WORK TO COMPLETE ::
1 > In the passage on translating Ovid, reproduce the text starting at "You can see" and ending at "something utterly unreadable.".
2 > Using the passage on translating Ovid, explain why a translator has to choose among variant Latin texts.
3 > According to the passage on translating Ovid, what does the word "adspirate" imply?

* start PAGE EXTRACT *

Certainly, that is awkward sounding, and I am not recommending it as a preferred translation. We should want something that moves as cleanly in English as Ovid moves in Latin. Mimicking Latin won’t do that. 

But there are other issues, too. You’ll notice I used “weave the thread” of song. Ovid has “deducite” — to lead away, draw out, turn aside, divert, bring out, remove, drive off, draw down. It is used, says one set of notes, to mean to extend like a chain, or, as I have it, “weave the thread,” but more like “add links to links to make up a whole chain” of mythological stories. 

You can see the problem here: Which idiomatic Latin usage of “deducite” should you use here — again, without turning the passage into something utterly unreadable. 

That chain, and its metaphorical maritime implication is echoed in “adspirate,” which implies a fair wind in the sails, as if the gods were blowing their breath to move ships. These things are not clear in English and are only implied in Latin, but they are there. 

The multiple possible meanings of many of these words can bring variation to a potential translation. “Carmen,” for instance, can be a song or a poem — or a prophecy, an incantation, a tune. “Tempora” can be time, or a season, or a duration. “Fert” can be to pick something up, to carry it, to take something up. A translator has to decide what is best meant and how in English to make that clear.

 

There is a giant ambiguity in these lines that gets very differently translated. When Ovid calls on the gods, he says “nam vos mutastis et illas,” which means, literally, “for you (plural) change (or move, or remove, or move away from) and that (or there, or yonder).” What do you make of that? 

In previous centuries, it was taken to mean, basically, “for you gods caused those changes.” And that seems to make sense of it. But beginning in 2001 with Michael Simpson’s translation, many have assumed it is the poem that the gods have changed. “Gods, inspire this poem I’ve begun (for you changed it too)” (2001 Simpson); “O gods (it is you who have even transformed my art)” (2004 Raeburn); “inspire this undertaking (which you’ve changed as well)” (2004 Martin); “inspire my work (for you’ve transformed it too)” (2022 McCarter). 

These two interpretations can not both be correct. Ovid is obscure here, and leaves a good deal to the discretion of the translator.   

Or to the edition. A translator has to pick among variant texts in Latin, collated by different editors. And the Latin is not completely identical in all of them. Remember, Ovid survives not in manuscripts from Roman times, but from copies made by monks in scriptoria through the Middle Ages and into the Renaissance, and when copies are made, mistakes are made. Which is the true version: That is the job of an editor putting together a modern published edition. 

Joseph Reed, in his annotations to the new edition of Rolfe Humphries’ translation write of this confusion: “Most manuscripts have ‘for you, gods, changed those [forms] as well’ (nam vos mutastis et illas), which Humphries seems to be translating here, omitting the troublesome ‘as well,’ which has no clear reference. Since the 1970s, most editors prefer to read the slightly different text, ‘illa,’ found in a few manuscripts, which yields the very different sense: ‘for you changed that [undertaking of mine] as well,’ referring to the new direction Ovid’s own poetry now takes from his earlier themes and metrical forms (love elegy) to those of epic-length mythological narrative.”

The difference between “that” and “those” (illa et illas). No matter how you parse it, the original is obscure. 

Finally, you must decide what you want in your Ovid. If you are a scholar you want whatever is closest to the poet’s original language, even if it is obscure. And I sympathize with the impulse. But if you are simply a reader who is looking for Ovid’s storytelling, then you will be just fine with letting the translator turn the ambiguity into something that makes sense (culturally and linguistically) in English. Sometimes the actual words don’t relate the actual meaning.

* end PAGE EXTRACT *
* start PROVIDED MATERIAL *

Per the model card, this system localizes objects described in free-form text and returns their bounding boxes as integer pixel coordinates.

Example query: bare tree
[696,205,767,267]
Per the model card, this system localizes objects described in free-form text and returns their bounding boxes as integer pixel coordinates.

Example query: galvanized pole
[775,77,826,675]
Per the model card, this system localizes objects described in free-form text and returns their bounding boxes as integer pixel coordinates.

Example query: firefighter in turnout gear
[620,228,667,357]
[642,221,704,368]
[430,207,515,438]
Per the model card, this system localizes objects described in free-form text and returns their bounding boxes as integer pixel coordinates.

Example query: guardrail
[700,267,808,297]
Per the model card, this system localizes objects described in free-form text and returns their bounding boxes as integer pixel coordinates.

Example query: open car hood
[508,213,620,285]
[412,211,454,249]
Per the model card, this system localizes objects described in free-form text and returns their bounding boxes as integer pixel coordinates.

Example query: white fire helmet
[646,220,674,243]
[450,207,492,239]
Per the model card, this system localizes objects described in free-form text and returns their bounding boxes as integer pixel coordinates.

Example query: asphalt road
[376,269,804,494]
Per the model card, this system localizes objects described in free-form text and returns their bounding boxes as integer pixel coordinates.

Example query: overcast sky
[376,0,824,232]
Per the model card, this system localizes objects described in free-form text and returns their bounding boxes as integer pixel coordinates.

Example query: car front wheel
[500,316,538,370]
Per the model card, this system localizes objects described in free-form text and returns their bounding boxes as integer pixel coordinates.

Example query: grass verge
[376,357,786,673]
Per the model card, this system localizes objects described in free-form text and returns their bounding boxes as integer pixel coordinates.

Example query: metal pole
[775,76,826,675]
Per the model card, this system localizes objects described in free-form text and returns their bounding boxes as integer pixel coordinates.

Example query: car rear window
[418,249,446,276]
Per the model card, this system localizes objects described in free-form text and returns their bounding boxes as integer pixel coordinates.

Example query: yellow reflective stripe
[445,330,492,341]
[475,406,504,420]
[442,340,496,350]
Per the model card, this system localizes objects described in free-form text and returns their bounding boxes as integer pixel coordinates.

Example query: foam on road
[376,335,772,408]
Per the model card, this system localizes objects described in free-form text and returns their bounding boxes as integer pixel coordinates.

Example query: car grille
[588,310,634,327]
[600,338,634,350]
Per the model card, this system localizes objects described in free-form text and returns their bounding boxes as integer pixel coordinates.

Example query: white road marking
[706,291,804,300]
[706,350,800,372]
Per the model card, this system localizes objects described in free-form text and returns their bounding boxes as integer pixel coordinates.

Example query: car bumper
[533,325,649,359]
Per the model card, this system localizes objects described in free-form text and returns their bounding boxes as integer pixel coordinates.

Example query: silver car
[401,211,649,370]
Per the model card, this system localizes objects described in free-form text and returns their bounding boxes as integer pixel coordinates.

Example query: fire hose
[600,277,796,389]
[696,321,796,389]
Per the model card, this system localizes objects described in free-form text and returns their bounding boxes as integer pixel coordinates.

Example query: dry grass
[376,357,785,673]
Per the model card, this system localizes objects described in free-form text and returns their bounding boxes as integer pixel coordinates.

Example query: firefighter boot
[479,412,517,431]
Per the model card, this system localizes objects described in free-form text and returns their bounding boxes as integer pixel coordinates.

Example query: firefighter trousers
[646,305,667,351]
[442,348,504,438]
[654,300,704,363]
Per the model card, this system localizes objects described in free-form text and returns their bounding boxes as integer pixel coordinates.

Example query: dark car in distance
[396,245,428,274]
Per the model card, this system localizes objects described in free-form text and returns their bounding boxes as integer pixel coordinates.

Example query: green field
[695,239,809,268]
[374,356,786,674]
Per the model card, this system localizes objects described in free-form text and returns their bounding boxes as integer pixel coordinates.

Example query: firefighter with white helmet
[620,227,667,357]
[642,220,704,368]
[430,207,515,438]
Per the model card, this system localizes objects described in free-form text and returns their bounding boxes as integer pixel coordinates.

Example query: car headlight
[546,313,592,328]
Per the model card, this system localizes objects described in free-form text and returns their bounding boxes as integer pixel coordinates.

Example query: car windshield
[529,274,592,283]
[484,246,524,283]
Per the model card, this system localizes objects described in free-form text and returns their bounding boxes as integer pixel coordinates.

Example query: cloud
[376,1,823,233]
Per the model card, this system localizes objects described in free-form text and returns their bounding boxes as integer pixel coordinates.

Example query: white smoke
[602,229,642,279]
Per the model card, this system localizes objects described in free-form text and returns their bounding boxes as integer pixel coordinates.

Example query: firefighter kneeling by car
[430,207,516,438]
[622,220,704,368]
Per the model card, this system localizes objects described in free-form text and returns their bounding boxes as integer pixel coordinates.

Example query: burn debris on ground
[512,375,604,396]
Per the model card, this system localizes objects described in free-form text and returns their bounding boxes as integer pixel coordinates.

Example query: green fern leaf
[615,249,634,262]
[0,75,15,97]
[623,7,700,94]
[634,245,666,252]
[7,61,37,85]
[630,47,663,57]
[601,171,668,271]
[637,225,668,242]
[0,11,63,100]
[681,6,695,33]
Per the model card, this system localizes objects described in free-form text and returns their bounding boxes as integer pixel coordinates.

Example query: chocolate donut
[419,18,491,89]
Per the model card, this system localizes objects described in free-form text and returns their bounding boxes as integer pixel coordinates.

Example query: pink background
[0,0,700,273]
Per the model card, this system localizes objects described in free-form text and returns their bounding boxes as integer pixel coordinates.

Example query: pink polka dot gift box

* end PROVIDED MATERIAL *

TASK RESULTS ::
1 >
You can see the problem here: Which idiomatic Latin usage of “deducite” should you use here — again, without turning the passage into something utterly unreadable.

2 > Ovid's poetry does not survive in manuscripts from Roman times. It survives in copies that monks made in scriptoria through the Middle Ages and into the Renaissance. Copying introduces mistakes, so the Latin is not completely identical across editions.

3 > It implies a fair wind in the sails, as if the gods were blowing their breath to move ships.